WRITTEN TASK 1
Check these statements against the news article on Pakistan, India and Kashmir below: (a) Pakistan refused India's request to fly over its territory for the Indian prime minister's trip to the United States; (b) Khan said Kashmir had been kept under curfew for 30 days; (c) separatist armed groups have fought in Kashmir for over three decades. For each one, answer yes or no and quote the exact words of the article that settle it.

---+---

FILE - A Pakistani Kashmiri youth holds Pakistani and Kashmiri flags as he walks past a banner featuring a photograph of Pakistan's Prime Minister Imran Khan, left, during a rally in Muzaffarabad, Sept. 13, 2019.
FILE - A Pakistani Kashmiri youth holds Pakistani and Kashmiri flags as he walks past a banner featuring a photograph of Pakistan's Prime Minister Imran Khan, left, during a rally in Muzaffarabad, Sept. 13, 2019.

Pakistan has ruled out talks with India until India reverses recent controversial actions in the disputed Kashmir territory. Pakistan also turned down India's overflight request for its prime minister’s upcoming visit to the United States.

Pakistani Prime Minister Imran Khan alleged while speaking to reporters Wednesday that “extremist nationalist Hindu racists” are currently in control of the government in India.

“Only an extremist and not-normal mind would place Kashmir under curfew for 45 days," Khan said. "It is not a normal government, and until they lift the curfew in Kashmir and reverse the revocation of (Article) 370, there is no chance of talks with them," Khan said of India.

Last month, India revoked a decades-old constitutionally provided special autonomy for its part of the divided Himalayan region and placed millions of Kashmiris under tight curfew restrictions, as well as a total communications blackout, to suppress protests and dissent.

India’s crackdown has detained hundreds of politicians, activists, doctors and lawyers in Kashmir without being charged

Khan said that in his upcoming address to the United Nations General Assembly next week, he will raise the Kashmir humanitarian crisis stemming from the Indian actions.

Pakistan also administers a part of Kashmir and claims the territory in its entirety. The recent Indian steps have raised military tensions between the nuclear-armed rival nations.

Indian leaders defend their latest actions in Kashmir, saying they will improve security and bring economic prosperity to India's only Muslim-majority state, where separatist armed groups have waged a violent insurgency for over three decades.

In a statement Tuesday, Amnesty International condemned India for its Kashmir lockdown and detention of people under the region’s controversial “repressive Public Safety Act (PSA).

---+---

WRITTEN TASK 2
Report every line in the rows below that contains the string "FROM". Case counts.

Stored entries
---+---

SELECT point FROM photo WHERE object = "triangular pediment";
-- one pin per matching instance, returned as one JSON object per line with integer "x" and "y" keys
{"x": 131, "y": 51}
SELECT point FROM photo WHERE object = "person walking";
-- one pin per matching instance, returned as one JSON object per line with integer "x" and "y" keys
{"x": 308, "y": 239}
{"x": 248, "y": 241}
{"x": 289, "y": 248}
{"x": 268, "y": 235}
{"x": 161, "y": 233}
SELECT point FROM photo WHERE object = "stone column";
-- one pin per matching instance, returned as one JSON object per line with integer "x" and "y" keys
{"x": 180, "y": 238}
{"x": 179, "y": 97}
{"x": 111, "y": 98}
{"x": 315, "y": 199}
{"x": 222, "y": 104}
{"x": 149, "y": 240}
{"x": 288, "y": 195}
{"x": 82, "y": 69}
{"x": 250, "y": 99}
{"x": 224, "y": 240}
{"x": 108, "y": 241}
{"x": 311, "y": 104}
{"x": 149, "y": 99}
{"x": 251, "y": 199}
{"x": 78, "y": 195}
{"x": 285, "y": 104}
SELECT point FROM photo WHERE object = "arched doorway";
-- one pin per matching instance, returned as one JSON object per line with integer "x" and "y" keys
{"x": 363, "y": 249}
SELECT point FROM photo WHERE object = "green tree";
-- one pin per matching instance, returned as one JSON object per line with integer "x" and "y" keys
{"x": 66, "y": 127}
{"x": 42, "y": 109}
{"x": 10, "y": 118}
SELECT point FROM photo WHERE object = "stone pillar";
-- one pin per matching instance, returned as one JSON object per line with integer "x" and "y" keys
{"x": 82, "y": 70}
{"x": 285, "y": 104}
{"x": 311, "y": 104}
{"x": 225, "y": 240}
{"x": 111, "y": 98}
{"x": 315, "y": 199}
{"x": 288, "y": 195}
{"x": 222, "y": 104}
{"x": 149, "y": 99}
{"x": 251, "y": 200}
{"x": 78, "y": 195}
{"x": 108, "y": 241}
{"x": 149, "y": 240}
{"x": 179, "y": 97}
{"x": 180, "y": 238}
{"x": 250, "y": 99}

---+---

EXERCISE SOLUTION 1
(a) Yes: "Pakistan also turned down India's overflight request for its prime minister’s upcoming visit to the United States."
(b) No: "would place Kashmir under curfew for 45 days"
(c) Yes: "where separatist armed groups have waged a violent insurgency for over three decades"

EXERCISE SOLUTION 2
SELECT point FROM photo WHERE object = "triangular pediment";
SELECT point FROM photo WHERE object = "person walking";
SELECT point FROM photo WHERE object = "stone column";
SELECT point FROM photo WHERE object = "arched doorway";
SELECT point FROM photo WHERE object = "green tree";
SELECT point FROM photo WHERE object = "stone pillar";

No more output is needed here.